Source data
____

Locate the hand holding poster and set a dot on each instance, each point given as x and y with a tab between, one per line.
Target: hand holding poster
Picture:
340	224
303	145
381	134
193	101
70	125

____

Task requirements
Find the word "hand" in the records and pull out each line that has it.

Solution for this exercise
Locate the hand holding poster and set a dot on each instance, each point given as x and y with a tab between, one per line.
Target: hand holding poster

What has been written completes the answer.